* **Task prompt**: Transcribe, word for word and with nothing extra, the line containing "# test: point to the overcast" and each line that comes after it in the entries.

* **Source data**:
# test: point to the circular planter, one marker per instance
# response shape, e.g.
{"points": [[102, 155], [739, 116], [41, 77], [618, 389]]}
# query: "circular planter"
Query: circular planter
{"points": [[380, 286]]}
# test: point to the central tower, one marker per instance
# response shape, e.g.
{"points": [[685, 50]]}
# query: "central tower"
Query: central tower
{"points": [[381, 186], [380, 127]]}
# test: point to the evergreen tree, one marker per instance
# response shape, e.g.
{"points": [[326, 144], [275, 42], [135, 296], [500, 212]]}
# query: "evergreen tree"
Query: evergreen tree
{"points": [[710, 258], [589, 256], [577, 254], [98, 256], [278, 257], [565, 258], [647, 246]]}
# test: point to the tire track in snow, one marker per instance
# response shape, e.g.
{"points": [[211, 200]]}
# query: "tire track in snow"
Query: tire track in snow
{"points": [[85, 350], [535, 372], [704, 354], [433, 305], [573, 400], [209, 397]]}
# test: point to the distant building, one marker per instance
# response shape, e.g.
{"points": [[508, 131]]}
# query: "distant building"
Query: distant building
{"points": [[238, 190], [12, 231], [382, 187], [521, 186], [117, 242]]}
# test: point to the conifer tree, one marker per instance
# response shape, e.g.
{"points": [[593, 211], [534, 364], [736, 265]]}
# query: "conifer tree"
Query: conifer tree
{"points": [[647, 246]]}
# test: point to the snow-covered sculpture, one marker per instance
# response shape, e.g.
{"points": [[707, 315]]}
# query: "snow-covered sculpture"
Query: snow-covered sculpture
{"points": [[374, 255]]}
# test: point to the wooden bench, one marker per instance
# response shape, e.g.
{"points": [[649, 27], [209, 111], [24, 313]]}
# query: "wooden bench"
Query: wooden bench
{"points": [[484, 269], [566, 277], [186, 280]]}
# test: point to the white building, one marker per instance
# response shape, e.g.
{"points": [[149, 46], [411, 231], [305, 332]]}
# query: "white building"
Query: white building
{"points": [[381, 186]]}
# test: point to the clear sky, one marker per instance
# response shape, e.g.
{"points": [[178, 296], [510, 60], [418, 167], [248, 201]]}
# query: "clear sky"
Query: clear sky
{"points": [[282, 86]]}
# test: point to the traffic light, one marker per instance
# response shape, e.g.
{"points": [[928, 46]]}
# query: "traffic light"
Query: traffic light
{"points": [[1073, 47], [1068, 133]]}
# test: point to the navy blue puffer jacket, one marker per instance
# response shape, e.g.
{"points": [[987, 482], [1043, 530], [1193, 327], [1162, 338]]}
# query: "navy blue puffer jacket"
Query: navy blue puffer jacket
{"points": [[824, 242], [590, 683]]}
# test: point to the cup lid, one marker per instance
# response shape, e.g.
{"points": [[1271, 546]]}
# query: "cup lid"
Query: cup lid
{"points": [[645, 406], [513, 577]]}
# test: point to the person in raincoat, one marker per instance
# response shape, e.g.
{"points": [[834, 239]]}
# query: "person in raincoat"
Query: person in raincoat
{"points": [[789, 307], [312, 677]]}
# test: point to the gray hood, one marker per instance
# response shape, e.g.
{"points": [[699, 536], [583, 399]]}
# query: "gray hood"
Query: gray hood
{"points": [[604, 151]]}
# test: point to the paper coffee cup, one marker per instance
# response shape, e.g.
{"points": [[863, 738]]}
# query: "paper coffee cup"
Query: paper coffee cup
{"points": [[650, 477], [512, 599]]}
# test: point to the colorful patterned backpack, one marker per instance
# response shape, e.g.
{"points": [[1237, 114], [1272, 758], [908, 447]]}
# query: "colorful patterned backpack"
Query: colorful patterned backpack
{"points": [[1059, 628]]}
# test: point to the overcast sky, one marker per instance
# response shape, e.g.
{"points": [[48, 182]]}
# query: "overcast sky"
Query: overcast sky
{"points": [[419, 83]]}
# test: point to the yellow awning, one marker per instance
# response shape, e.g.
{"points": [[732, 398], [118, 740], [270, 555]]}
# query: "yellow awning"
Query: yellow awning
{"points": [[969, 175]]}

* **Solved exercise**:
# test: point to the overcast sky, one marker per instance
# response shape, e.g.
{"points": [[48, 182]]}
# query: "overcast sky"
Query: overcast sky
{"points": [[419, 83]]}
# test: point to the yellow awning, one marker per instance
# response shape, e.g.
{"points": [[732, 398], [118, 740], [270, 555]]}
# query: "yellow awning"
Query: yellow awning
{"points": [[969, 175]]}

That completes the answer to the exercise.